_Written request_. Return, word for word, the stretch of material from the line containing "of the tall" through the line containing "Target: tall tree trunk".

— START Material to process —

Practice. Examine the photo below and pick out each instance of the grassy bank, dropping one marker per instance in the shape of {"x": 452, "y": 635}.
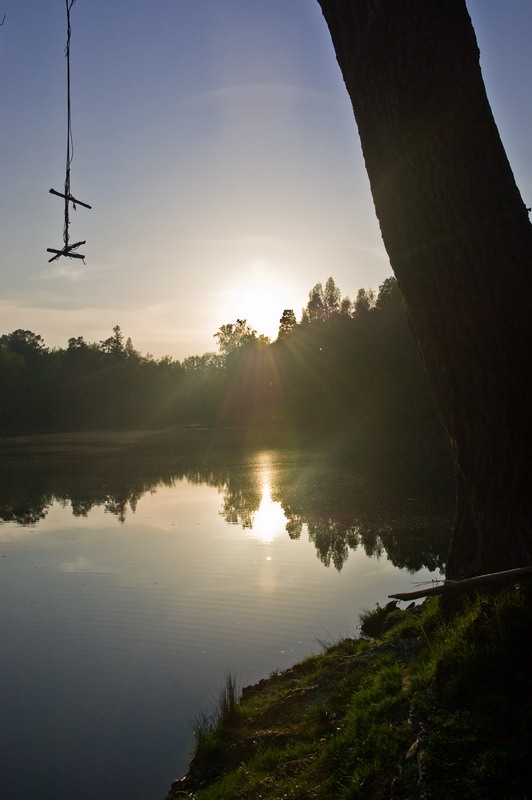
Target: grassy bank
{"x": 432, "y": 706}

— END Material to process —
— START Material to process —

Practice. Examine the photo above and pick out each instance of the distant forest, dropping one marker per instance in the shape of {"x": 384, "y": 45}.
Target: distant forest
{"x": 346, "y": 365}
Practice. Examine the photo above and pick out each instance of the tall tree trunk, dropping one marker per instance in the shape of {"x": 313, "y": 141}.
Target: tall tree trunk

— END Material to process —

_Written solution_.
Practice. Examine the photo above and pick out each instance of the tall tree trunk, dropping one marker per instance in the shape of {"x": 313, "y": 141}.
Target: tall tree trunk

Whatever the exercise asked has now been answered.